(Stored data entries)
--- START ---

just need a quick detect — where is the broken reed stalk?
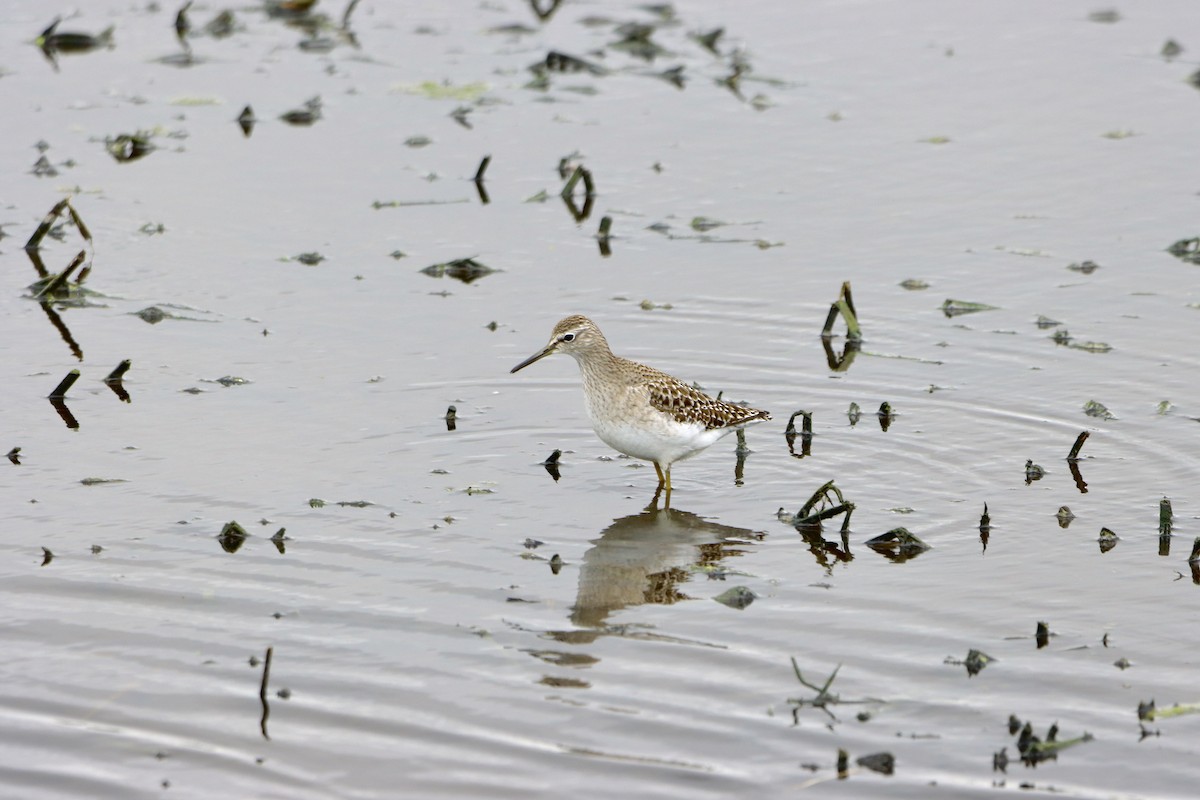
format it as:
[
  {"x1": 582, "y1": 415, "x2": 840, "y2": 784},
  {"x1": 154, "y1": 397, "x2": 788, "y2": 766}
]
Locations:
[
  {"x1": 820, "y1": 281, "x2": 861, "y2": 341},
  {"x1": 798, "y1": 479, "x2": 845, "y2": 518},
  {"x1": 36, "y1": 251, "x2": 87, "y2": 299},
  {"x1": 786, "y1": 410, "x2": 813, "y2": 437},
  {"x1": 1188, "y1": 537, "x2": 1200, "y2": 563},
  {"x1": 1067, "y1": 431, "x2": 1089, "y2": 461},
  {"x1": 49, "y1": 369, "x2": 81, "y2": 399},
  {"x1": 1159, "y1": 497, "x2": 1173, "y2": 536},
  {"x1": 474, "y1": 154, "x2": 491, "y2": 183},
  {"x1": 26, "y1": 198, "x2": 70, "y2": 251},
  {"x1": 105, "y1": 359, "x2": 132, "y2": 384},
  {"x1": 560, "y1": 165, "x2": 594, "y2": 200},
  {"x1": 597, "y1": 215, "x2": 612, "y2": 239}
]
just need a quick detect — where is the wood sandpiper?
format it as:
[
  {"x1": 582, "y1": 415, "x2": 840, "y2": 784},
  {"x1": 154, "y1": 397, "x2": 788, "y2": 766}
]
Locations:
[{"x1": 511, "y1": 315, "x2": 770, "y2": 503}]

--- END ---

● **About this task**
Set all of the records down once more, letter for letter, with the images removed.

● **Reply**
just need a quick detect — where is the broken reed stalk?
format it as:
[
  {"x1": 582, "y1": 415, "x2": 840, "y2": 784},
  {"x1": 154, "y1": 397, "x2": 788, "y2": 766}
]
Locations:
[
  {"x1": 820, "y1": 281, "x2": 861, "y2": 341},
  {"x1": 798, "y1": 479, "x2": 845, "y2": 518},
  {"x1": 36, "y1": 251, "x2": 87, "y2": 299},
  {"x1": 786, "y1": 410, "x2": 813, "y2": 437},
  {"x1": 1188, "y1": 537, "x2": 1200, "y2": 563},
  {"x1": 1067, "y1": 431, "x2": 1089, "y2": 461},
  {"x1": 49, "y1": 369, "x2": 81, "y2": 399},
  {"x1": 1159, "y1": 497, "x2": 1173, "y2": 536},
  {"x1": 474, "y1": 154, "x2": 491, "y2": 183},
  {"x1": 26, "y1": 198, "x2": 70, "y2": 251},
  {"x1": 105, "y1": 359, "x2": 132, "y2": 384},
  {"x1": 560, "y1": 165, "x2": 594, "y2": 200},
  {"x1": 597, "y1": 215, "x2": 612, "y2": 239}
]
just need a quick detect — where is the wood sandpiper?
format it as:
[
  {"x1": 582, "y1": 415, "x2": 840, "y2": 784},
  {"x1": 154, "y1": 397, "x2": 788, "y2": 766}
]
Locations:
[{"x1": 511, "y1": 315, "x2": 770, "y2": 503}]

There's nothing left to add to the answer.